If this movie was remade today, there’s no way it could be made as anything other than a psychological thriller. Really, I’m not sure how his movie was perceived back when it original released. Instead of coming of as quirky and cute, Anabel comes across as a clingy, desperate lunatic, and definitely on of my most hated film characters. She stalks Madison relentlessly, invades his privacy to learn every detail of his life, down to the magazines he reads. When he takes out another girl, she behaves like he’s cheating on her, even though she really barely notices her. It’s not cute. It’s creepy.

And Betsy Drake’s performance doesn’t really help. The actress has almost no charisma. Perhaps if a better actress had the role, it wouldn’t have been quite so damn creepy, but Drake is completely void of charisma.  The character she creates is like those girls you couldn’t stand in high school. The ones who’s life was dependent completely on the guy she liked, who was so overdramatic about that she’d cry in the bathroom anytime he ignored her, and acted like they were going steady if he so much as glanced at her. The girl who thought that psycho obsessive stalking somehow proved her love.

That’s actually the biggest problem with the movie, and it’s evident in the title. While Three Loves Has Nancy is really about how the men are dependent on Nancy, and Tom, Dick, and Harry is such a light movie that the idea of dependence is never really important, Every Girl Should Be Married, even with a female lead who’s supposed to seem strong, is incredibly insulting. Anabel’s life is completely incomplete and worthless without this man, despite the fact that she has a not-so-bad job and a wonderful best friend. All of it means nothing unless she can marry a doctor. There are films where, even though I have problems with their politics, I can’t fault because they’re products of their times. But watch so many movies from this time and before, where women were becoming wonderfully self sufficient and independent, Every Girl Should Be Married is just an insulting step backward.

Franchot Tone plays the other guy yet again, and is by far the best part of the movie. His character is the cad with a heart of gold. He’s clearly after one thing, but he also has a genuine admiration and affection for Anabel (god knows why). He’s the most likable, and the most interesting thing in the movie.

But there’s never any question of who she’s going to end up with. Her hometown boyfriend is basically forgotten, the affectionate cad is used only to help Anabel’s sill scheme, and the film sends the horrible message that stalking a man like a crazy person will win you Cary Grant’s heart.


In the first of these movies Janet Gaynor plays the role she was so good at, the simple, sweet, slightly naive, but very adorable small town girl (she even starred in a movie called Small Town Girl). She’s Nancy, from a small town down south, who’s engaged to marry her longtime love George, who’s supposed to be arriving by train. When he fails to show up for the wedding,  Nancy heads to New York to find him and takes up with author Mal Niles (Robert Montgomery), who finds her small town sweetness and wisdom to be irritating, but can’t bring himself to throw her out on the street because he’s the only person she knows, so he decides to use her as the inspiration for a new character.

Nancy also meets Mal’s publisher, Bob Hanson (Franchot Tone), a troubled drunk who takes to Nancy immediately, hires her as his cook without really asking her, and falls in love with her. Nancy, while trying to find George, finds herself falling in love with Mal, while Mal is basically a big child who is completely unable to express or even understand his feelings.

*-*-*

▶ Requirement 1
According to the film review, who plays the publisher Bob Hanson?
The records that follow are unrelated to the film review.

(Spatial annotation records)
*-*-*

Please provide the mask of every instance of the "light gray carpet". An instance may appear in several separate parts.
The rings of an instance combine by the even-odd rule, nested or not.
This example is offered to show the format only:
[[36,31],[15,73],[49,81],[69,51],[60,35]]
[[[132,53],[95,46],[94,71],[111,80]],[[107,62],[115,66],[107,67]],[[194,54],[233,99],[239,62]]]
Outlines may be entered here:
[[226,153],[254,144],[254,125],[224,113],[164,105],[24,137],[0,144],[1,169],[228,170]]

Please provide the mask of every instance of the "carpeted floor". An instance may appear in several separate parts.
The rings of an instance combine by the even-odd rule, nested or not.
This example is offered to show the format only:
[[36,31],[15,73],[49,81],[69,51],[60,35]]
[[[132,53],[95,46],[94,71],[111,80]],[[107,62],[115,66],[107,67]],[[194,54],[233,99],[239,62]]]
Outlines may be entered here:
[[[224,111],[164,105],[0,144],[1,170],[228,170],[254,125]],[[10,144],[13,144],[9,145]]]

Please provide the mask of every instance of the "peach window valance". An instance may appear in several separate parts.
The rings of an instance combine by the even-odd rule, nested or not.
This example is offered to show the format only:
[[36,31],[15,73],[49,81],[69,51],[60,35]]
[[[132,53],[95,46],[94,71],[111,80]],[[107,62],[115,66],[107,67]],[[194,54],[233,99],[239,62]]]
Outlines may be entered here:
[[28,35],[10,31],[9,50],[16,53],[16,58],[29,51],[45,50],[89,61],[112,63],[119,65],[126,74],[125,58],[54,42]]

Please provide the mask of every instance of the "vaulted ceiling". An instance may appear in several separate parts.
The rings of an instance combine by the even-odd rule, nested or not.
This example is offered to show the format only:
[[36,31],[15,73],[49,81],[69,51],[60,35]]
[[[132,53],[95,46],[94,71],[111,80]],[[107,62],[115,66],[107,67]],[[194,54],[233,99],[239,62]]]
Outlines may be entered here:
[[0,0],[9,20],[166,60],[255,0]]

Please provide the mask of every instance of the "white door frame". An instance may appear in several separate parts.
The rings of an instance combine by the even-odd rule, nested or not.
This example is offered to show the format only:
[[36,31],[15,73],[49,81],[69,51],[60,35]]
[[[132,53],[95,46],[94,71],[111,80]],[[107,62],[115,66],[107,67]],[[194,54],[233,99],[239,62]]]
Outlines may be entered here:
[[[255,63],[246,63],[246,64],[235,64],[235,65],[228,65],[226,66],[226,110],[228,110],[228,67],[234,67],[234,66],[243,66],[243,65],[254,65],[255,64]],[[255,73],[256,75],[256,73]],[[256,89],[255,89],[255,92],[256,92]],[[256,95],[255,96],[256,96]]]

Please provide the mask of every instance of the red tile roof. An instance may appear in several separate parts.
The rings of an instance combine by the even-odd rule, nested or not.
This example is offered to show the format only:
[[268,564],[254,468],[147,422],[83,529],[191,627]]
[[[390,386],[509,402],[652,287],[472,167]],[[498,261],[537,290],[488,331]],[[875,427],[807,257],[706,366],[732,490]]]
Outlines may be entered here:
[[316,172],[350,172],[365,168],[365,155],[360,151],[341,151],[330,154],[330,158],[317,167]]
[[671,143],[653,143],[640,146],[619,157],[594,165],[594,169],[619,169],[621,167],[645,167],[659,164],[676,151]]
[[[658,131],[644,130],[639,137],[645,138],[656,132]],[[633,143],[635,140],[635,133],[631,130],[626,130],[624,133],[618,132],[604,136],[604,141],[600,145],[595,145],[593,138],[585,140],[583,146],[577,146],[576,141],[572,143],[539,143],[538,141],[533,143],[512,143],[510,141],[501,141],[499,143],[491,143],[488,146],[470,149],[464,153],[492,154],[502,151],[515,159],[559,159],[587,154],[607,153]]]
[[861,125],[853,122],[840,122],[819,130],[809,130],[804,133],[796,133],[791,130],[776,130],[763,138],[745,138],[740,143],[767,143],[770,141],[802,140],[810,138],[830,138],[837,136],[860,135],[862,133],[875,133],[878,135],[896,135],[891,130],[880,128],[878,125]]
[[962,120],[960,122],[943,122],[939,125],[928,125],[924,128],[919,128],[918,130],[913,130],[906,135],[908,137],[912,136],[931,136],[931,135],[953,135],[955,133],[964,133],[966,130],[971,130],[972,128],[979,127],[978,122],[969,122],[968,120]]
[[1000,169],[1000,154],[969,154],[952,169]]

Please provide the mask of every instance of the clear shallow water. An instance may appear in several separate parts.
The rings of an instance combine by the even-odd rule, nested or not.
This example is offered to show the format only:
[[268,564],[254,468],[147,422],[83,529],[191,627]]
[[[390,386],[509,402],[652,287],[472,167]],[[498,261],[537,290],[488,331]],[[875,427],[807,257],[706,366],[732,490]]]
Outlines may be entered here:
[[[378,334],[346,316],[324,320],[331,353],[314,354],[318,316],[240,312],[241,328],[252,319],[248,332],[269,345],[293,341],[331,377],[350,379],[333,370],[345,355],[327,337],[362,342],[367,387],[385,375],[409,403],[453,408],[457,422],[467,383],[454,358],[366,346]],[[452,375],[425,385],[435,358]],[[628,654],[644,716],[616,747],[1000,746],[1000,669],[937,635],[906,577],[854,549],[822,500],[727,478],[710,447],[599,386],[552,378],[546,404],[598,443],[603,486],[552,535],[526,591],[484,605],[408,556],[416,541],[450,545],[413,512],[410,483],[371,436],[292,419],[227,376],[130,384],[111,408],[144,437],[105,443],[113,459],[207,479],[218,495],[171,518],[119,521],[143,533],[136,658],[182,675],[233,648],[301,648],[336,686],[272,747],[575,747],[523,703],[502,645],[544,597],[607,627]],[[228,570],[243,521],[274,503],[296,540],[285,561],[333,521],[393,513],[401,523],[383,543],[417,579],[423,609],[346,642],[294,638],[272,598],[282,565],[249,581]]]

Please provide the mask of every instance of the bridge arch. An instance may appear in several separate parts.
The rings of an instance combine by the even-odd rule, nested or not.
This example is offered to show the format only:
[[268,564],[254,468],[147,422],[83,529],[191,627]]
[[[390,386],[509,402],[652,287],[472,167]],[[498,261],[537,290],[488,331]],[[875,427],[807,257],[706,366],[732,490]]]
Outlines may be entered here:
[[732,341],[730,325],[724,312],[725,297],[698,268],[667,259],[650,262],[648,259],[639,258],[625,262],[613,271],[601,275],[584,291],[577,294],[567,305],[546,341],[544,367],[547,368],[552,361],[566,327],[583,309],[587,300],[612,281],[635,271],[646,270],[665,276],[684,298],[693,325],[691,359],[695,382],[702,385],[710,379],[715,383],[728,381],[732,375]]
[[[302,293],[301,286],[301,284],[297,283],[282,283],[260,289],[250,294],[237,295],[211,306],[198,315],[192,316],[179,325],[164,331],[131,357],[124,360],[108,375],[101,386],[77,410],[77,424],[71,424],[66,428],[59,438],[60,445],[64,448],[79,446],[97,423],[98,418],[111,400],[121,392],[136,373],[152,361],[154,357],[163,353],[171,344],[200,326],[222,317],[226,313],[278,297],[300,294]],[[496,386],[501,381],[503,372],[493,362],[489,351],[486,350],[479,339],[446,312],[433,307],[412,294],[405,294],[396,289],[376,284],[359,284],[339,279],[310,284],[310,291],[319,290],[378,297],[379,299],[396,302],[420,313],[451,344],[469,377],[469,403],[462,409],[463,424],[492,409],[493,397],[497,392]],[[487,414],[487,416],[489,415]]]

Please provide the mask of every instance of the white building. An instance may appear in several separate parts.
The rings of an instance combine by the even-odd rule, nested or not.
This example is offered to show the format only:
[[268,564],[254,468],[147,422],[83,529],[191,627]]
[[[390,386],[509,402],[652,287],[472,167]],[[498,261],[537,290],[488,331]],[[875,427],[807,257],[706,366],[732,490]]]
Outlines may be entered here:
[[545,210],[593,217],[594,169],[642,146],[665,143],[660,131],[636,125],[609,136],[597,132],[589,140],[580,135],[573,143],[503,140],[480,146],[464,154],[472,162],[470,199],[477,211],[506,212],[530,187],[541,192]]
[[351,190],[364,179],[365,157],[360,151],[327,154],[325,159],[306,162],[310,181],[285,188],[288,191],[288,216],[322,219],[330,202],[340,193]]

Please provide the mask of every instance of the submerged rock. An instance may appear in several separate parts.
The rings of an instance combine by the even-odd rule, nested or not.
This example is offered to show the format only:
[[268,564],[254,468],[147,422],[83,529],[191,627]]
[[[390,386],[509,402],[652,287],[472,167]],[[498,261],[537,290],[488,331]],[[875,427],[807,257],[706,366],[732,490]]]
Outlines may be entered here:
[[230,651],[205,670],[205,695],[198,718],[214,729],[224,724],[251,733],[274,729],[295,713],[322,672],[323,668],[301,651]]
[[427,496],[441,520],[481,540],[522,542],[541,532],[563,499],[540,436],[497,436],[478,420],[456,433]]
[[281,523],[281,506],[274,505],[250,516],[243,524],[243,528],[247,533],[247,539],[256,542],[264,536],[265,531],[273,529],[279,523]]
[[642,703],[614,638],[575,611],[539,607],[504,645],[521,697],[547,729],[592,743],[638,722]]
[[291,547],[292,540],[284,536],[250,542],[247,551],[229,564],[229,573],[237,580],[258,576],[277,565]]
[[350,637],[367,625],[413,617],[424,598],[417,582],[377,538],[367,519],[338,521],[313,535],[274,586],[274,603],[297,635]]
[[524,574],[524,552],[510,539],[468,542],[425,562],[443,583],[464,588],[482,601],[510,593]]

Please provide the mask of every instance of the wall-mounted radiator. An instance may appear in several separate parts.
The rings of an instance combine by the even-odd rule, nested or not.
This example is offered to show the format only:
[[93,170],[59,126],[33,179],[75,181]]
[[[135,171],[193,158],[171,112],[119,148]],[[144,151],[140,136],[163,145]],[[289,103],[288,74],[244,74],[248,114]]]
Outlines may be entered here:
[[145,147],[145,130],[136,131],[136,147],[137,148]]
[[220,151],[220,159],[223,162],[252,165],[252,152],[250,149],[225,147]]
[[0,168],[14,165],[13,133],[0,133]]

*-*-*

▶ Requirement 2
Please count the lines of the records that contain the string "mask", with case counting, and give only the number.

▶ Full solution 1
Franchot Tone.

▶ Full solution 2
11